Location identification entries
— START —
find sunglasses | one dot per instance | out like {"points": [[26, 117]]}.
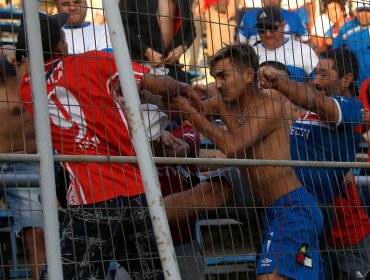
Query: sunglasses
{"points": [[263, 28]]}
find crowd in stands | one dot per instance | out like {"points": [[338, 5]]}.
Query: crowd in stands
{"points": [[287, 78]]}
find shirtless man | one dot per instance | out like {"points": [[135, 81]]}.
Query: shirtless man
{"points": [[260, 131], [17, 136]]}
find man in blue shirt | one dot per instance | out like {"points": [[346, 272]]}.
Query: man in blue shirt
{"points": [[248, 33], [331, 129], [355, 36]]}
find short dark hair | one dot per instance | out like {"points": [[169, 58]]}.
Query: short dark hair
{"points": [[276, 64], [242, 56], [340, 2], [345, 61]]}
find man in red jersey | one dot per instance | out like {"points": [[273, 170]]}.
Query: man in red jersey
{"points": [[106, 200]]}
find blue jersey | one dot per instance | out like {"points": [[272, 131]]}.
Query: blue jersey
{"points": [[293, 23], [315, 140], [356, 38]]}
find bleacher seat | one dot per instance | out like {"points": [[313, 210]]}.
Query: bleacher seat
{"points": [[227, 246], [15, 271]]}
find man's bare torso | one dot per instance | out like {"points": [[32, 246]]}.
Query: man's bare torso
{"points": [[269, 183]]}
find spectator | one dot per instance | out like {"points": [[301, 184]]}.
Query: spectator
{"points": [[220, 23], [82, 36], [257, 129], [299, 58], [95, 13], [113, 192], [159, 33], [23, 200], [355, 36], [294, 27], [333, 114]]}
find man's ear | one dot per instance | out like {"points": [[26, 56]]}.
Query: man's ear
{"points": [[346, 80], [248, 76]]}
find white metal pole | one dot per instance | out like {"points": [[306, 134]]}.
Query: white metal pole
{"points": [[43, 135], [144, 154]]}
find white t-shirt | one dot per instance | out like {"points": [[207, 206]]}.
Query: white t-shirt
{"points": [[87, 37], [292, 53]]}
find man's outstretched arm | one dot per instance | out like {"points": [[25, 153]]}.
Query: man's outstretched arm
{"points": [[301, 94]]}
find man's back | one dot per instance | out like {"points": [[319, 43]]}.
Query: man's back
{"points": [[87, 37]]}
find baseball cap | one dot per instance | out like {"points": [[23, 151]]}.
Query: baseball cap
{"points": [[361, 5], [269, 16], [51, 28]]}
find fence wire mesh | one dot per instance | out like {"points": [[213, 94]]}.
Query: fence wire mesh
{"points": [[227, 140]]}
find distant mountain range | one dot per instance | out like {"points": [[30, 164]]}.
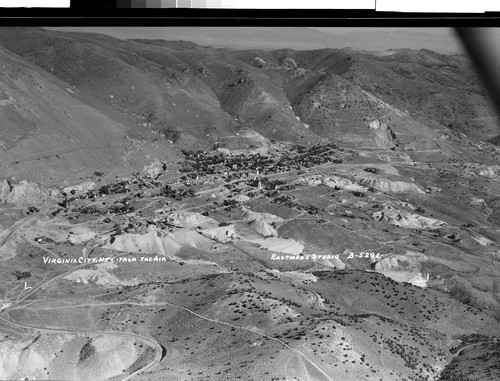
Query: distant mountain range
{"points": [[269, 38], [73, 101]]}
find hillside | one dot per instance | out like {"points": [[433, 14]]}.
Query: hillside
{"points": [[172, 211]]}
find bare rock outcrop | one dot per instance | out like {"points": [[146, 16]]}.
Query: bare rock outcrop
{"points": [[24, 193]]}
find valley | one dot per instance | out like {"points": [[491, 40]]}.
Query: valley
{"points": [[193, 213]]}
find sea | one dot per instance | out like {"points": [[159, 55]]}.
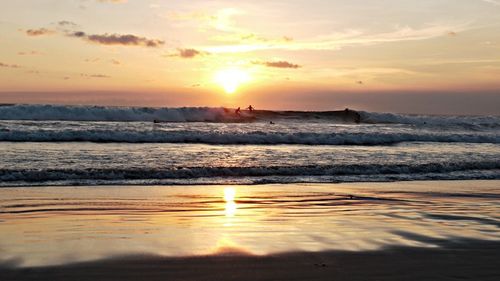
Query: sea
{"points": [[58, 145]]}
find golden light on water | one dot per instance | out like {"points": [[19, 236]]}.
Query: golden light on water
{"points": [[230, 79], [230, 207]]}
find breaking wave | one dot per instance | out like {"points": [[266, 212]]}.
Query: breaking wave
{"points": [[206, 114], [252, 137]]}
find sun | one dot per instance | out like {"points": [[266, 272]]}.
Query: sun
{"points": [[231, 78]]}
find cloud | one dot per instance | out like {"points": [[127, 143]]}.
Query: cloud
{"points": [[278, 64], [494, 2], [9, 65], [188, 53], [339, 40], [112, 1], [94, 75], [66, 23], [117, 39], [39, 32], [30, 53]]}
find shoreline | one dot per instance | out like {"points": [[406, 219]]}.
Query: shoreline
{"points": [[349, 183], [418, 230]]}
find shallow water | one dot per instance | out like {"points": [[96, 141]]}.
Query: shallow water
{"points": [[59, 225]]}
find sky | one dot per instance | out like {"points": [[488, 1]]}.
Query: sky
{"points": [[427, 56]]}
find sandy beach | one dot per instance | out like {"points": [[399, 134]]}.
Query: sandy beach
{"points": [[429, 230], [467, 260]]}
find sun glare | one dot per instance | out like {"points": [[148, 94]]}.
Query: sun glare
{"points": [[230, 79]]}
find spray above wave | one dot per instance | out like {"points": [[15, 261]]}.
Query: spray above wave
{"points": [[207, 114], [251, 137]]}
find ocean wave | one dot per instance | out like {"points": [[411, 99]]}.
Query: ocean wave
{"points": [[43, 175], [438, 120], [238, 137], [207, 114]]}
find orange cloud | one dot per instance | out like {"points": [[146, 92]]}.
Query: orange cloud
{"points": [[278, 64]]}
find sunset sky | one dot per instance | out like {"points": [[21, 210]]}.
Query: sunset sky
{"points": [[427, 56]]}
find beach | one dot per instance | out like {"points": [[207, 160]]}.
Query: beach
{"points": [[434, 230]]}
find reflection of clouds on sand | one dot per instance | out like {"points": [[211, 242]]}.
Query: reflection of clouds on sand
{"points": [[227, 247], [60, 225]]}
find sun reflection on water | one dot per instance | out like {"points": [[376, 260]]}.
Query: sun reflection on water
{"points": [[230, 206]]}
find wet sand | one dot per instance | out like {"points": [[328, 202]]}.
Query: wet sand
{"points": [[464, 260], [431, 230]]}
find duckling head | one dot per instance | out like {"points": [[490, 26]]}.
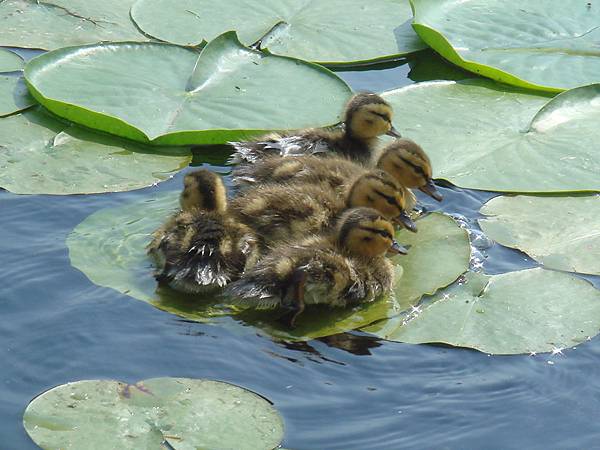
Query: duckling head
{"points": [[365, 232], [368, 116], [205, 190], [408, 163], [378, 190]]}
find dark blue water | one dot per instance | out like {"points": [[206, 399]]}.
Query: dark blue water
{"points": [[348, 391]]}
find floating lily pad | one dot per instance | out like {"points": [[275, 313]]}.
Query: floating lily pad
{"points": [[59, 23], [184, 413], [439, 254], [559, 232], [10, 61], [173, 95], [550, 45], [110, 248], [482, 135], [533, 310], [40, 155], [331, 32], [14, 96]]}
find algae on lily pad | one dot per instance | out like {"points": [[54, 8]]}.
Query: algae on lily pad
{"points": [[559, 232], [154, 414], [534, 310], [51, 24], [40, 155], [10, 61], [109, 247], [14, 96], [483, 135], [328, 32], [174, 95], [439, 254], [550, 45]]}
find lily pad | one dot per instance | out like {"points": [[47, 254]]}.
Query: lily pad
{"points": [[550, 45], [10, 61], [439, 254], [59, 23], [154, 414], [109, 247], [533, 310], [173, 95], [559, 232], [482, 135], [331, 32], [40, 155], [14, 96]]}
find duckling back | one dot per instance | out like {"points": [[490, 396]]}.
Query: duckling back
{"points": [[202, 247]]}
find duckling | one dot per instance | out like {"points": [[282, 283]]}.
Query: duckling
{"points": [[203, 246], [340, 269], [406, 161], [366, 117], [279, 212]]}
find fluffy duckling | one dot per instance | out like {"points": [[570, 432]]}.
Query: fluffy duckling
{"points": [[366, 117], [343, 268], [280, 212], [403, 159], [408, 163], [203, 246]]}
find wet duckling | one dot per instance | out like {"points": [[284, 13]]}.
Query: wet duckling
{"points": [[341, 269], [366, 117], [408, 163], [280, 212], [203, 246]]}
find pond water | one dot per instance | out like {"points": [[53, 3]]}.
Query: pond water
{"points": [[349, 391]]}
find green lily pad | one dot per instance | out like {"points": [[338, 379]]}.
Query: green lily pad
{"points": [[482, 135], [439, 254], [40, 155], [109, 247], [559, 232], [59, 23], [331, 32], [14, 96], [184, 413], [175, 96], [10, 61], [533, 310], [550, 45]]}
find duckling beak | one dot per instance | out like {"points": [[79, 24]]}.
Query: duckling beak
{"points": [[398, 249], [432, 191], [393, 132], [404, 220]]}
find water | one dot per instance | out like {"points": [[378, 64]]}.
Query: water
{"points": [[349, 391]]}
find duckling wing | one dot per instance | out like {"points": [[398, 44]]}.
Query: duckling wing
{"points": [[254, 151]]}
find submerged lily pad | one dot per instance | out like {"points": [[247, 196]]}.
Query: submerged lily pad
{"points": [[110, 248], [482, 135], [54, 24], [14, 96], [159, 413], [439, 254], [331, 32], [173, 95], [550, 45], [559, 232], [40, 155], [10, 61], [533, 310]]}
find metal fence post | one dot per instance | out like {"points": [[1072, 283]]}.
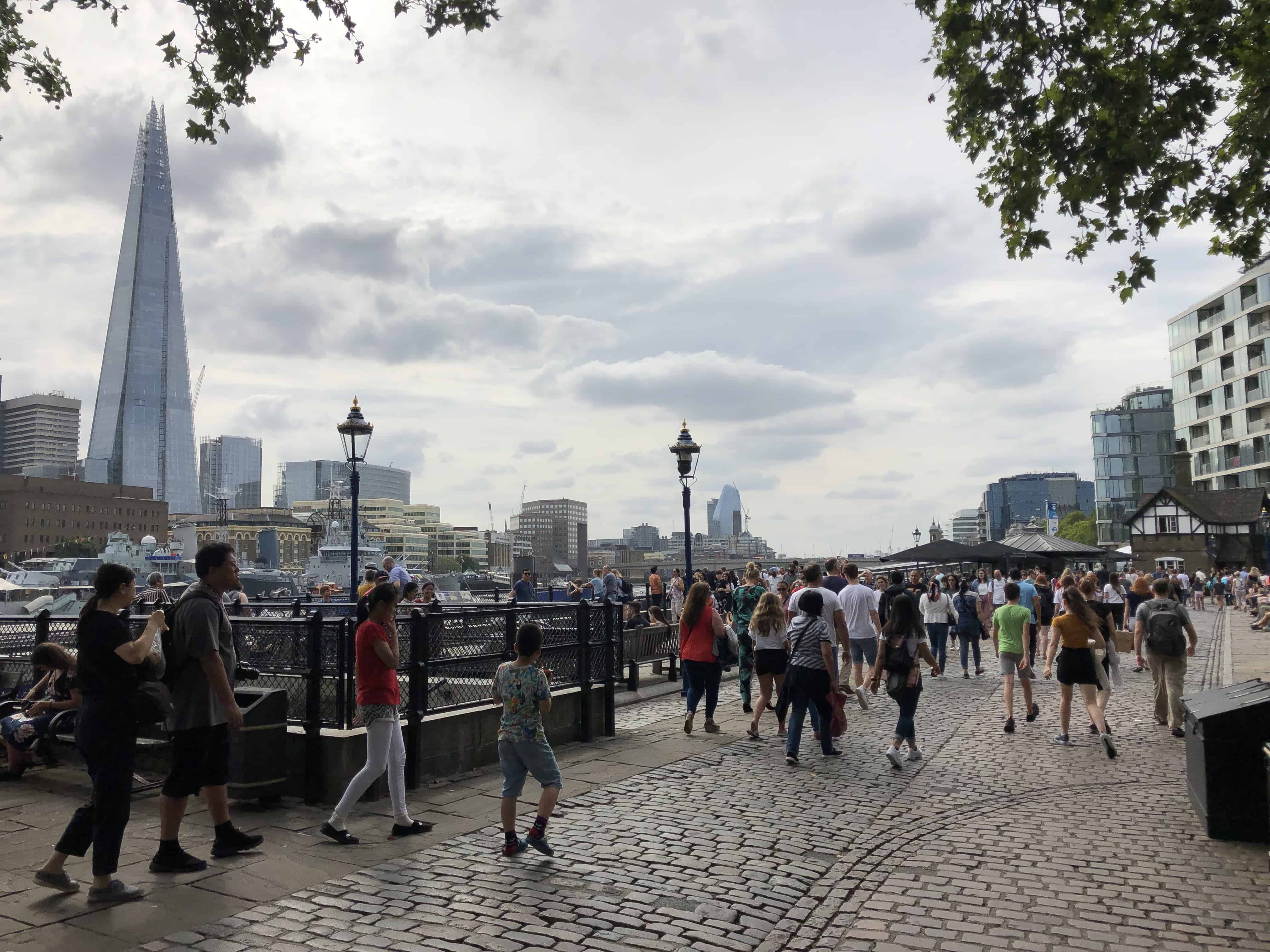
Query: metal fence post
{"points": [[350, 649], [413, 714], [611, 663], [510, 634], [313, 711], [586, 733]]}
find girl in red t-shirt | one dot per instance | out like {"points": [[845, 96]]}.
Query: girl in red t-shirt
{"points": [[379, 702]]}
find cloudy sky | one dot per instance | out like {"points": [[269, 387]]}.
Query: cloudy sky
{"points": [[533, 252]]}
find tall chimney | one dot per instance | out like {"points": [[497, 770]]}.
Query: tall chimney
{"points": [[1181, 466]]}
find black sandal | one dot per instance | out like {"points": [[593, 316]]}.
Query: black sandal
{"points": [[416, 827], [343, 837]]}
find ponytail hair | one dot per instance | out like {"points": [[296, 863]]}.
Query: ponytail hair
{"points": [[108, 579]]}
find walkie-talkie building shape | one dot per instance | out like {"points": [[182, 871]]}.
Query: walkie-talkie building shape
{"points": [[144, 424]]}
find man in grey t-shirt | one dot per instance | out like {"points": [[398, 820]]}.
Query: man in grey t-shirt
{"points": [[201, 664]]}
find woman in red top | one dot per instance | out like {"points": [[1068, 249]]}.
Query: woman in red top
{"points": [[699, 626], [379, 701]]}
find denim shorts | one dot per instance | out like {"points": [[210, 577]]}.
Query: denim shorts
{"points": [[864, 650], [524, 757]]}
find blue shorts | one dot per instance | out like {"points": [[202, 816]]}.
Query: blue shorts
{"points": [[524, 757], [864, 650]]}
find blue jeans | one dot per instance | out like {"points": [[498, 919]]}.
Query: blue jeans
{"points": [[939, 637], [907, 700], [704, 678], [811, 694], [970, 639], [815, 712]]}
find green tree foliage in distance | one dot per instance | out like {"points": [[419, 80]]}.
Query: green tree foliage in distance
{"points": [[1123, 115], [75, 549], [232, 40], [1079, 527]]}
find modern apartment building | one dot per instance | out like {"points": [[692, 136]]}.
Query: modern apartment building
{"points": [[1221, 384], [229, 465], [38, 431], [557, 530], [312, 479], [1019, 499], [1133, 455]]}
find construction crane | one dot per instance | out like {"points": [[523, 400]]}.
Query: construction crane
{"points": [[197, 389]]}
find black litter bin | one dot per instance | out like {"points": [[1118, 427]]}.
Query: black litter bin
{"points": [[258, 753], [1226, 730]]}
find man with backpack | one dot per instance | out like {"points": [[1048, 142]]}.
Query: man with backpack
{"points": [[1159, 637], [201, 662]]}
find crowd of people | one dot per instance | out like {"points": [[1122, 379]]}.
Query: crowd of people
{"points": [[787, 626]]}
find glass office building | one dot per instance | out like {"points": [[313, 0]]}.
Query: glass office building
{"points": [[1019, 499], [1221, 384], [1133, 454], [144, 423], [230, 465]]}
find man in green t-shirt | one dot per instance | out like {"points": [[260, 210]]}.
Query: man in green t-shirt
{"points": [[1011, 637]]}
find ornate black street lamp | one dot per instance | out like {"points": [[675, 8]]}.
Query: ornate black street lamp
{"points": [[355, 433], [685, 450]]}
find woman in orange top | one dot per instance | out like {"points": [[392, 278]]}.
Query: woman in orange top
{"points": [[699, 627], [1079, 631]]}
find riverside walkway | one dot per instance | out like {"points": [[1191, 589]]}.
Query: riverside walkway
{"points": [[712, 843]]}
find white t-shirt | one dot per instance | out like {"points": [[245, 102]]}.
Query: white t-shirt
{"points": [[858, 602], [830, 606]]}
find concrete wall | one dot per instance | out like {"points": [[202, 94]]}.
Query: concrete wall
{"points": [[450, 743]]}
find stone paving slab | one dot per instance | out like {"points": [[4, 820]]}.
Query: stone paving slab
{"points": [[991, 842]]}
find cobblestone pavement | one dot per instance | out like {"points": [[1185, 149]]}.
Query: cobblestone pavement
{"points": [[991, 842], [710, 842]]}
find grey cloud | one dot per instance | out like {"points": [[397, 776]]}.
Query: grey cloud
{"points": [[554, 484], [366, 248], [865, 493], [704, 385], [536, 447]]}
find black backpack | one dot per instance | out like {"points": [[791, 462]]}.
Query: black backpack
{"points": [[1165, 634]]}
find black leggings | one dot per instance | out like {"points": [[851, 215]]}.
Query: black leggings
{"points": [[106, 739]]}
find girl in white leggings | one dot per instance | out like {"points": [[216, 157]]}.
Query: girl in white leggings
{"points": [[379, 701]]}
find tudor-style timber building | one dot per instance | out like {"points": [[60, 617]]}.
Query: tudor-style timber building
{"points": [[1207, 530]]}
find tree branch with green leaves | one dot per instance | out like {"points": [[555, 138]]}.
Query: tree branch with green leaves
{"points": [[232, 40], [1124, 116]]}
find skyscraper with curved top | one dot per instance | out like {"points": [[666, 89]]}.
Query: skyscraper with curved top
{"points": [[144, 423]]}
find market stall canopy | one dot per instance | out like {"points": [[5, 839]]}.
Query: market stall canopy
{"points": [[1046, 545], [934, 554], [993, 551]]}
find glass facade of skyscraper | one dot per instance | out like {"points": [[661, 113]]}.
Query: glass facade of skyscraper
{"points": [[1133, 446], [144, 422], [1221, 382]]}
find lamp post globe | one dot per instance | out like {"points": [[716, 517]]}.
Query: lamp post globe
{"points": [[684, 450], [355, 434]]}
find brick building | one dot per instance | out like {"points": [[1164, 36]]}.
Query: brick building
{"points": [[36, 514]]}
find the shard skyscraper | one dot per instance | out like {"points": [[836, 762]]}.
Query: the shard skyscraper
{"points": [[144, 423]]}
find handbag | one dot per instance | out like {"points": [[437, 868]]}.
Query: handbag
{"points": [[783, 701]]}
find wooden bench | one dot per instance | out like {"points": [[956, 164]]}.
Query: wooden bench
{"points": [[658, 644]]}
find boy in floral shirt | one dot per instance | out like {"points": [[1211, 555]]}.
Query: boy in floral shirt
{"points": [[525, 692]]}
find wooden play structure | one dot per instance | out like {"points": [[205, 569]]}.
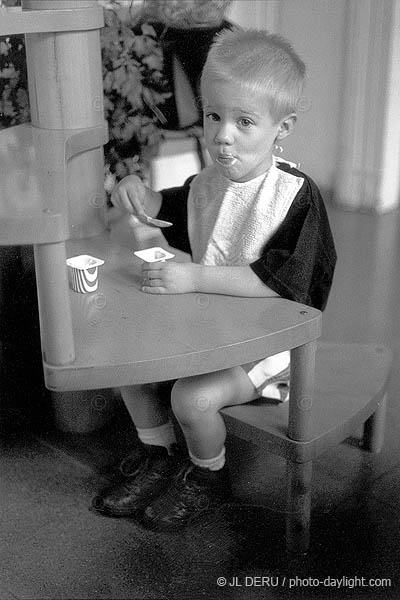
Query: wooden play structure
{"points": [[51, 196]]}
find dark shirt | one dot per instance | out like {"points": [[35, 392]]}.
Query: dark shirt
{"points": [[297, 262]]}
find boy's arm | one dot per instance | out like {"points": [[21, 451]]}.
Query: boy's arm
{"points": [[232, 281], [178, 278]]}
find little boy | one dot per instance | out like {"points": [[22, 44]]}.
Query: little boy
{"points": [[254, 227]]}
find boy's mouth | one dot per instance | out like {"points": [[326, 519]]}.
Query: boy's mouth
{"points": [[226, 160]]}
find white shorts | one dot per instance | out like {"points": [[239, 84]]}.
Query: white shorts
{"points": [[270, 376]]}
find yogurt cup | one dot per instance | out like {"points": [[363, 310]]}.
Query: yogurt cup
{"points": [[84, 273], [155, 254]]}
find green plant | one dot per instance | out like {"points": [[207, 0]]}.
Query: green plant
{"points": [[134, 90]]}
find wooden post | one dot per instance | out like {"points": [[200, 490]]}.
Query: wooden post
{"points": [[302, 368], [66, 92], [298, 507]]}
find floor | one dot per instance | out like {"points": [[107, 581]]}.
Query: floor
{"points": [[52, 546]]}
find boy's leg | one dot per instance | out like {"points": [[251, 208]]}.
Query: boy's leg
{"points": [[148, 470], [204, 482], [196, 402]]}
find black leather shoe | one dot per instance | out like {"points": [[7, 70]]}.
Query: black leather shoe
{"points": [[144, 478], [191, 492]]}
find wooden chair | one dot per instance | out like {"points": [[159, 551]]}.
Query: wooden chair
{"points": [[350, 390]]}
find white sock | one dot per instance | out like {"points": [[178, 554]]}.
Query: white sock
{"points": [[213, 464], [163, 435]]}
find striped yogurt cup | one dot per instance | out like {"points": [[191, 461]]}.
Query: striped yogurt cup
{"points": [[84, 273]]}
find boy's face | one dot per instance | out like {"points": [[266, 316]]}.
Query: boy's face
{"points": [[238, 129]]}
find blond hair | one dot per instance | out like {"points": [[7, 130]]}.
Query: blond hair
{"points": [[261, 63]]}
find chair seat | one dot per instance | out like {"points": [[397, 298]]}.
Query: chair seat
{"points": [[349, 385]]}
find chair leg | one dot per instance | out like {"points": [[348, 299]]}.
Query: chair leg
{"points": [[298, 507], [374, 428]]}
— END —
The required output is the span of lines from the one containing "find wooden post" to the last line, reproduced character for character.

• [The solution]
find wooden post | one dot per instance | out like {"points": [[200, 490]]}.
Query: wooden post
{"points": [[302, 368], [66, 92], [298, 507]]}
find floor | one dot per instance | out like {"points": [[107, 581]]}.
Query: floor
{"points": [[52, 546]]}
find boy's leg | one dot per instance | out like {"points": [[251, 208]]}.
Query: boy's leg
{"points": [[148, 470], [204, 482], [196, 402]]}
find black leather shoe | one dot per instance | out like {"points": [[7, 70]]}.
Query: black leather shoe
{"points": [[144, 478], [191, 492]]}
find wooden chair | one dot per instance | out like {"points": [[159, 551]]}.
Query: wooden chair
{"points": [[350, 390]]}
find white sock | one dot per instance | out like {"points": [[178, 554]]}.
Query: white sock
{"points": [[213, 464], [163, 435]]}
find striped yogurt cup | one dot per instance | out like {"points": [[191, 461]]}.
Query: striped yogurt cup
{"points": [[84, 273]]}
find boy's face | one dot per instance | out like {"points": [[266, 316]]}.
Query: boy's face
{"points": [[238, 129]]}
find blond hair | one dot per instance | out like {"points": [[7, 130]]}.
Query: blond hair
{"points": [[261, 63]]}
find chair seat | one dot per instance | out like {"points": [[397, 298]]}.
Query: chair seat
{"points": [[349, 385]]}
find chair leg | one dot per instance | out like {"points": [[348, 299]]}.
Query: chair leg
{"points": [[298, 507], [374, 428]]}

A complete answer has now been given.